GIVEN REQUEST A:
Answer these questions about the book review excerpt, one answer per line, marked the same way:
(i) What term does the book's title poem begin by playing on?
(ii) Which four writers' letter-poems appear in the volume?
(iii) What did Emily Dickinson call a poem?

EXCERPT PROVIDED:
* start *
The sun orbits the earth, then one day it doesn't.
The whale gets legs, gets bored with land, goes back
to the ocean, the legs are now a metaphor. Nothing
certain, nothing written in stone that can't be unwritten
by the hammer. The world keeps trying to end itself
because it wants to end, then one day it doesn't.
The book's title poem begins by playing on "star route," a term for rural areas where independent carriers make deliveries. Characteristically, Olzmann allows the phrase to mutate in his mind into the image of an actual path lit by celestial lights. He upends a cliché by taking it literally, then plays with abandon on its linguistic implications, yielding possibilities and surprises.
This poet's epistolary wizardry is never solitary. He's corresponding, continually. And, taking to heart the ethos of a devoted letter writer, he features letter-poems by other writers, including Jessica Jacobs, Ross White, Vievee Francis and Cathy Linh Che.
The effect is generative and generous. These guest appearances are not without risk, because they offer some of the volume's strongest writing. While it's still unusual for poets to commingle works by others in their collections, it's reminiscent of how musicians trade solos when playing together, both fooling around and completely in earnest.
Emily Dickinson called a poem her "letter to the World." In Constellation Route, Olzmann delivers to readers a marvelous packet of letters, penned by one of the most perspicacious and sympathetic raconteurs we could know. As he says in "Conversion":
This always stuns me: the way an envelope arrives; how we
still reach toward one another, how this correspondence
endures: one figure approaches your door with a satchel
full of sand, pigeon feathers, sorrows, and names.
* end *
EXTRACTED ENTRIES:
* start *
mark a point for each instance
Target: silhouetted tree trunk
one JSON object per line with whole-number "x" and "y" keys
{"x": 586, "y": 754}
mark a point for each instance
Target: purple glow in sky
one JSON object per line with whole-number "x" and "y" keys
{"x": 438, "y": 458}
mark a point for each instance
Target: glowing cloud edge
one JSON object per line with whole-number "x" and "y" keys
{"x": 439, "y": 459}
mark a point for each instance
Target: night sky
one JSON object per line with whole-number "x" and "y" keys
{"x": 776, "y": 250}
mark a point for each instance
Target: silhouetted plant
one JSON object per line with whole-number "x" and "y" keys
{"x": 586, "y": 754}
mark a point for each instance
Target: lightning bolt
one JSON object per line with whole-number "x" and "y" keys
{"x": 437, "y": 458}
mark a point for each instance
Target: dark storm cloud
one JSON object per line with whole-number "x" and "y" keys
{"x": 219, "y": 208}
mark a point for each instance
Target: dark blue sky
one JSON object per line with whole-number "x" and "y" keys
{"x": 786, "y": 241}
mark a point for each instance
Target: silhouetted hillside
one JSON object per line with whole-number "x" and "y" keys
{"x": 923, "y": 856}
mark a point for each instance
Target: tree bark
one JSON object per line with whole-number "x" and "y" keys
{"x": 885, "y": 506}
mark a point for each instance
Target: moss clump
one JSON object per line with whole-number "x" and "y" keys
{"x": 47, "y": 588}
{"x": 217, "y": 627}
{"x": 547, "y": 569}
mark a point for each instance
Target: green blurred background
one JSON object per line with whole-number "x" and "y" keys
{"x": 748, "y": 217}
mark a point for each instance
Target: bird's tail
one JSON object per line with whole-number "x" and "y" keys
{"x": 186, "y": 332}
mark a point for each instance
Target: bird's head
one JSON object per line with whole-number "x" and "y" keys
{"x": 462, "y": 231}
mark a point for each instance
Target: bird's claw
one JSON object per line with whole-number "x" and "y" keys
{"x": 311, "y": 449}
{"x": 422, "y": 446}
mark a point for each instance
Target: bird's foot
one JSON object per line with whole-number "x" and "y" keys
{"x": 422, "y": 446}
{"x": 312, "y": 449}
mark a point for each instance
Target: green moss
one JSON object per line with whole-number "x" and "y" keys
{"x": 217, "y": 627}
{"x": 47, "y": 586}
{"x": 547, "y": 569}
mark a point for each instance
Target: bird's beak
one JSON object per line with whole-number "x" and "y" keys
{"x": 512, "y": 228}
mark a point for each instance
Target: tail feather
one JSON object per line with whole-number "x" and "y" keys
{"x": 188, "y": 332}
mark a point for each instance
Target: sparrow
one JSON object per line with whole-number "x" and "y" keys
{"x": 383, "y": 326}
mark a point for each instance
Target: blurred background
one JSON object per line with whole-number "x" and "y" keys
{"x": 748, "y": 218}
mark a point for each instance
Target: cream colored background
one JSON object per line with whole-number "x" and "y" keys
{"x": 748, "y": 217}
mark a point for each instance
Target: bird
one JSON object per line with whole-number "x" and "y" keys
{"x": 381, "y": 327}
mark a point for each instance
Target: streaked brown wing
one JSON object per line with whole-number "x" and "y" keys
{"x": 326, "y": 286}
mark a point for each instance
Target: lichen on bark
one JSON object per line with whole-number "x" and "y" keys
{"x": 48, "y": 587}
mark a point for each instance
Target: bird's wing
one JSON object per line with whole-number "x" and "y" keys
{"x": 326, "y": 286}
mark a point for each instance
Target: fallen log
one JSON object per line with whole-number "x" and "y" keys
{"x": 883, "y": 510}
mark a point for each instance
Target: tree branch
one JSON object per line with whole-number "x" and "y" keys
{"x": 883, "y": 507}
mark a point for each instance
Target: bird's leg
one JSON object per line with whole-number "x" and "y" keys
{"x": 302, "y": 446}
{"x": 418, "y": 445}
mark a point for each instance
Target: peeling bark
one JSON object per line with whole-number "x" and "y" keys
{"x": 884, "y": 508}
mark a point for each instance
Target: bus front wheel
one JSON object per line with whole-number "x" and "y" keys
* end *
GIVEN REQUEST B:
Find each line of the records that contains the word "cloud", and copy those lines.

WRITTEN RESPONSE A:
(i) "Star route."
(ii) Jessica Jacobs, Ross White, Vievee Francis and Cathy Linh Che.
(iii) Her "letter to the World."

WRITTEN RESPONSE B:
Target: glowing cloud edge
Target: dark storm cloud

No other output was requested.